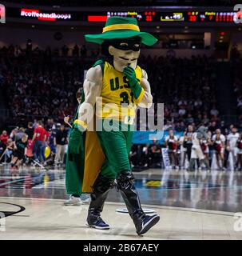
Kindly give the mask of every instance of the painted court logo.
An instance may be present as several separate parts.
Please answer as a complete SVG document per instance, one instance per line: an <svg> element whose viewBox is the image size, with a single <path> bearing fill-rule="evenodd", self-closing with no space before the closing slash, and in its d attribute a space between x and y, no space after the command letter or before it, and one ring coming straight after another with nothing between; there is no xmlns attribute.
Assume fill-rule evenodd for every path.
<svg viewBox="0 0 242 256"><path fill-rule="evenodd" d="M0 23L6 23L5 6L0 4Z"/></svg>

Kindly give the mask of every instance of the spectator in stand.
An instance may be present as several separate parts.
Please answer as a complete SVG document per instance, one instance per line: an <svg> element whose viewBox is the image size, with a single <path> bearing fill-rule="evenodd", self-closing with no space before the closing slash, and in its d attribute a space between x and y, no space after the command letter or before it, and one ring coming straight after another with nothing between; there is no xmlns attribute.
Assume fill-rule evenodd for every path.
<svg viewBox="0 0 242 256"><path fill-rule="evenodd" d="M28 135L24 134L20 140L14 142L14 153L10 170L18 170L19 166L25 161L26 154Z"/></svg>
<svg viewBox="0 0 242 256"><path fill-rule="evenodd" d="M38 121L34 132L32 144L34 144L34 160L38 161L41 164L44 162L43 147L46 139L46 129L43 127L43 123L41 120Z"/></svg>
<svg viewBox="0 0 242 256"><path fill-rule="evenodd" d="M237 140L236 147L237 147L237 158L238 158L237 170L240 171L242 171L242 132L240 134L240 137Z"/></svg>
<svg viewBox="0 0 242 256"><path fill-rule="evenodd" d="M28 139L31 139L33 138L34 136L34 129L33 127L33 122L28 122L28 128L26 129L25 133L28 135Z"/></svg>
<svg viewBox="0 0 242 256"><path fill-rule="evenodd" d="M210 130L212 134L214 134L216 129L217 129L216 123L215 121L212 121L211 122L210 126L208 127L208 130Z"/></svg>
<svg viewBox="0 0 242 256"><path fill-rule="evenodd" d="M218 170L224 170L225 136L221 134L220 129L216 130L215 134L212 135L211 143L213 145L215 150Z"/></svg>
<svg viewBox="0 0 242 256"><path fill-rule="evenodd" d="M188 160L191 159L191 153L192 153L192 132L193 127L192 126L188 126L187 131L184 134L184 142L183 147L186 149L186 155L188 157ZM185 157L184 157L185 158Z"/></svg>
<svg viewBox="0 0 242 256"><path fill-rule="evenodd" d="M66 145L68 143L67 132L65 130L63 125L61 126L59 130L56 132L54 138L54 146L56 147L55 163L62 164L64 163L64 155L66 150Z"/></svg>
<svg viewBox="0 0 242 256"><path fill-rule="evenodd" d="M10 133L10 138L14 141L15 140L15 136L16 136L16 134L18 132L18 127L16 127L14 129L12 130L11 133Z"/></svg>
<svg viewBox="0 0 242 256"><path fill-rule="evenodd" d="M157 144L157 140L153 139L153 143L149 146L149 157L151 158L152 167L161 167L161 147Z"/></svg>
<svg viewBox="0 0 242 256"><path fill-rule="evenodd" d="M2 134L0 135L0 141L4 147L4 150L6 146L6 142L9 139L10 136L8 135L6 130L3 130Z"/></svg>
<svg viewBox="0 0 242 256"><path fill-rule="evenodd" d="M236 169L237 163L237 141L239 140L240 134L237 132L236 127L232 127L231 133L227 136L227 149L230 152L232 158L232 168Z"/></svg>
<svg viewBox="0 0 242 256"><path fill-rule="evenodd" d="M20 127L14 136L14 141L15 142L20 141L24 134L25 134L25 129L23 127Z"/></svg>
<svg viewBox="0 0 242 256"><path fill-rule="evenodd" d="M169 135L165 138L165 146L168 148L168 154L170 160L170 166L176 168L177 166L177 138L174 135L173 129L169 130Z"/></svg>

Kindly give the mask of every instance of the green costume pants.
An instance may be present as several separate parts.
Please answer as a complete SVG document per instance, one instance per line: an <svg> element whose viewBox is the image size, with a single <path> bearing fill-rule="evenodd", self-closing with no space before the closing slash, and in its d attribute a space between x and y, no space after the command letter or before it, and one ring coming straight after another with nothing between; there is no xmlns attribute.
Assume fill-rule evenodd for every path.
<svg viewBox="0 0 242 256"><path fill-rule="evenodd" d="M99 126L102 126L102 131L97 131L105 156L101 173L105 178L115 179L121 171L130 171L129 154L132 146L133 126L113 120L111 121L113 130L105 130L104 122L107 120L99 121Z"/></svg>

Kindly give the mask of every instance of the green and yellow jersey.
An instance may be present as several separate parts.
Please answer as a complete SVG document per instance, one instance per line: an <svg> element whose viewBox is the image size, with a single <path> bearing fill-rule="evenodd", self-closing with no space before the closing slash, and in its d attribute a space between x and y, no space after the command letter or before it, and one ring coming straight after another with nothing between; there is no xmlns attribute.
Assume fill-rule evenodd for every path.
<svg viewBox="0 0 242 256"><path fill-rule="evenodd" d="M137 66L136 77L141 81L142 70ZM142 99L144 90L139 98L135 99L123 73L119 72L108 62L103 66L103 82L101 98L97 101L96 115L100 118L110 118L126 121L135 118L137 104ZM127 119L127 117L129 118Z"/></svg>

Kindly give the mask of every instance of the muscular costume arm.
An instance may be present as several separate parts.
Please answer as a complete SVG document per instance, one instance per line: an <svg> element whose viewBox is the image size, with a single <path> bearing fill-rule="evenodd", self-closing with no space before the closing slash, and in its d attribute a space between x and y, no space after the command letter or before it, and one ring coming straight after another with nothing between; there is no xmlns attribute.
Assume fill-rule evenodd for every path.
<svg viewBox="0 0 242 256"><path fill-rule="evenodd" d="M102 87L102 71L101 66L90 68L84 81L83 90L85 101L81 104L78 110L78 119L76 123L85 129L93 119L96 98L101 95Z"/></svg>
<svg viewBox="0 0 242 256"><path fill-rule="evenodd" d="M144 96L138 106L144 108L150 108L153 102L153 96L151 94L150 85L148 81L148 75L145 70L142 70L142 78L141 80L141 86L145 90Z"/></svg>

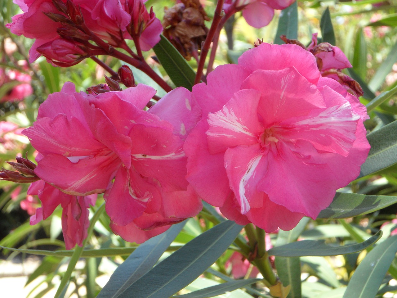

## [Work to complete]
Copy every line of the items above exactly as it appears, but leave out the pictures.

## [Answer below]
Kindly give the mask of every instance of the painted court logo.
An instance may be present as several separate parts.
Please answer as a complete SVG document per instance, one instance per line: an <svg> element whose viewBox is the image size, with a single <path> bearing fill-rule="evenodd", self-closing with no space before the closing slash, and in its d attribute a space between x and y, no space after the command letter or before it, and one ring coming straight after another with nothing between; there is no xmlns attribute.
Assume fill-rule evenodd for every path.
<svg viewBox="0 0 242 256"><path fill-rule="evenodd" d="M0 23L6 23L5 6L0 4Z"/></svg>

Kindly give the mask of every instance of the spectator in stand.
An instance may be present as several separate parts.
Please answer as a complete SVG document per instance, one instance per line: an <svg> element whose viewBox is the image size, with a single <path> bearing fill-rule="evenodd", self-closing with no space before the closing slash, and in its d attribute a space between x and y, no space after the command letter or before it, and one ring coming straight after another with nothing between; there is no xmlns attribute.
Assume fill-rule evenodd for every path.
<svg viewBox="0 0 242 256"><path fill-rule="evenodd" d="M28 135L24 134L20 140L14 142L14 153L10 170L18 170L19 166L25 161L26 154Z"/></svg>
<svg viewBox="0 0 242 256"><path fill-rule="evenodd" d="M38 121L34 132L32 144L34 144L34 160L38 161L41 164L44 162L43 147L46 139L46 129L43 127L43 123L41 120Z"/></svg>
<svg viewBox="0 0 242 256"><path fill-rule="evenodd" d="M237 140L236 147L237 147L237 158L238 158L237 170L240 171L242 171L242 132L240 134L240 137Z"/></svg>
<svg viewBox="0 0 242 256"><path fill-rule="evenodd" d="M28 139L31 139L33 138L34 136L34 129L33 127L33 122L28 122L28 128L26 129L25 133L28 135Z"/></svg>
<svg viewBox="0 0 242 256"><path fill-rule="evenodd" d="M210 130L212 134L214 134L216 129L217 129L216 123L215 121L212 121L211 122L210 126L208 127L208 130Z"/></svg>
<svg viewBox="0 0 242 256"><path fill-rule="evenodd" d="M218 170L224 170L225 136L221 134L220 129L216 130L215 134L212 135L211 143L213 145L215 150Z"/></svg>
<svg viewBox="0 0 242 256"><path fill-rule="evenodd" d="M188 160L191 159L191 153L192 153L192 132L193 127L192 126L188 126L187 131L184 134L184 142L183 147L186 149L186 155L188 157ZM185 157L184 157L185 158Z"/></svg>
<svg viewBox="0 0 242 256"><path fill-rule="evenodd" d="M66 145L68 143L67 132L65 130L63 125L61 126L59 130L56 132L54 138L54 146L56 147L55 163L62 164L64 163L64 155L66 150Z"/></svg>
<svg viewBox="0 0 242 256"><path fill-rule="evenodd" d="M10 133L10 138L14 141L15 140L15 136L16 136L16 134L18 132L18 127L16 127L14 129L12 130L11 133Z"/></svg>
<svg viewBox="0 0 242 256"><path fill-rule="evenodd" d="M157 144L157 140L153 139L153 143L149 146L149 157L151 158L152 167L161 167L161 147Z"/></svg>
<svg viewBox="0 0 242 256"><path fill-rule="evenodd" d="M2 134L0 135L0 141L4 147L4 150L6 146L6 142L9 139L10 136L8 135L6 130L3 130Z"/></svg>
<svg viewBox="0 0 242 256"><path fill-rule="evenodd" d="M236 169L237 163L237 141L239 140L240 134L237 132L236 127L232 127L231 133L227 136L227 149L230 152L232 158L232 168Z"/></svg>
<svg viewBox="0 0 242 256"><path fill-rule="evenodd" d="M20 127L14 136L14 141L15 142L20 141L24 134L25 134L25 129L23 127Z"/></svg>
<svg viewBox="0 0 242 256"><path fill-rule="evenodd" d="M169 135L165 138L165 146L168 148L168 154L170 160L170 166L176 168L177 166L177 138L174 135L173 129L169 130Z"/></svg>

Kindly give the mask of every instance of the green costume pants.
An instance may be present as several separate parts.
Please answer as a complete SVG document per instance, one instance per line: an <svg> element whose viewBox is the image size, with a single <path> bearing fill-rule="evenodd", self-closing with no space before the closing slash, and in its d attribute a space between x and y, no space after the command letter or before it, and one ring coming straight after another with nothing between; there is no xmlns attribute.
Assume fill-rule evenodd for every path.
<svg viewBox="0 0 242 256"><path fill-rule="evenodd" d="M99 126L102 126L102 131L97 131L105 156L101 173L105 178L115 179L121 171L130 171L129 154L132 146L133 126L113 120L111 121L113 130L105 130L104 122L107 120L99 121Z"/></svg>

Kindly give the mask of every instance of the green and yellow jersey.
An instance may be present as several separate parts.
Please answer as a complete SVG document per instance, one instance per line: an <svg> element whose viewBox is the image size, with a single <path> bearing fill-rule="evenodd", self-closing with no space before the closing slash, and in its d attribute a space between x and y, no space after the command letter or before it, and one ring coming straight after another with nothing between; there is no xmlns attribute.
Assume fill-rule evenodd for every path.
<svg viewBox="0 0 242 256"><path fill-rule="evenodd" d="M137 66L136 77L141 81L142 70ZM142 99L144 90L139 98L135 99L123 73L119 72L108 62L103 66L103 82L101 98L97 101L96 115L100 118L110 118L126 121L135 118L137 104ZM127 119L127 117L129 118Z"/></svg>

Kindly give the mask of every instance of the muscular costume arm.
An instance may be present as several separate parts.
Please answer as a complete SVG document per instance, one instance per line: an <svg> element whose viewBox is the image size, with a single <path> bearing fill-rule="evenodd", self-closing with no space before the closing slash, and in its d attribute a space between x and y, no space after the command letter or before it, and one ring coming straight after another with nothing between; there is no xmlns attribute.
Assume fill-rule evenodd for every path.
<svg viewBox="0 0 242 256"><path fill-rule="evenodd" d="M102 87L102 71L101 66L90 68L84 81L83 90L85 101L81 104L78 110L78 119L76 123L85 129L93 119L96 98L101 95Z"/></svg>
<svg viewBox="0 0 242 256"><path fill-rule="evenodd" d="M144 96L138 106L144 108L150 108L153 102L153 96L151 94L150 85L148 81L148 75L145 70L142 70L142 78L141 80L141 86L145 90Z"/></svg>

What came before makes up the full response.